### Short task
Rewrite the lines below from the one containing "238, row 46." down to the one containing "column 113, row 58", both included, putting "Points" wherever "Locations" appears and changing nothing else.

[Rows from a dataset]
[start]
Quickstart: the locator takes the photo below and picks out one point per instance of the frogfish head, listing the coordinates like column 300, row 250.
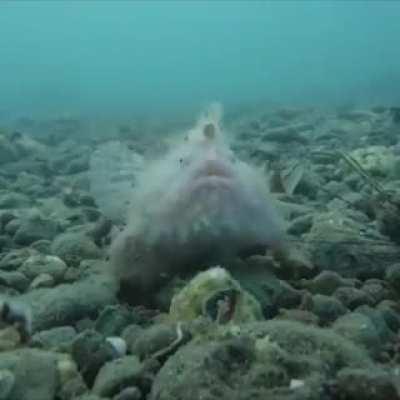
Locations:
column 206, row 197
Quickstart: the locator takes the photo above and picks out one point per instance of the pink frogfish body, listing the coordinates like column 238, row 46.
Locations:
column 196, row 206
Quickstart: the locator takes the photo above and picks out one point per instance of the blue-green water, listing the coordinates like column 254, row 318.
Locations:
column 113, row 58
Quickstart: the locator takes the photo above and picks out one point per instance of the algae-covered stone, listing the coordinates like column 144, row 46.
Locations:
column 73, row 247
column 35, row 228
column 360, row 329
column 117, row 374
column 43, row 264
column 367, row 384
column 376, row 160
column 214, row 294
column 35, row 372
column 258, row 363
[end]
### Task output
Quickstart: the locator takes the photo above and picks out one point per instance of the pink frogfish body, listing the coordinates like column 238, row 46.
Points:
column 196, row 206
Quickstart: the locator takes the photo above and picks out one point per instance of the blue-green water, listing the coordinates like column 254, row 318.
Points:
column 113, row 58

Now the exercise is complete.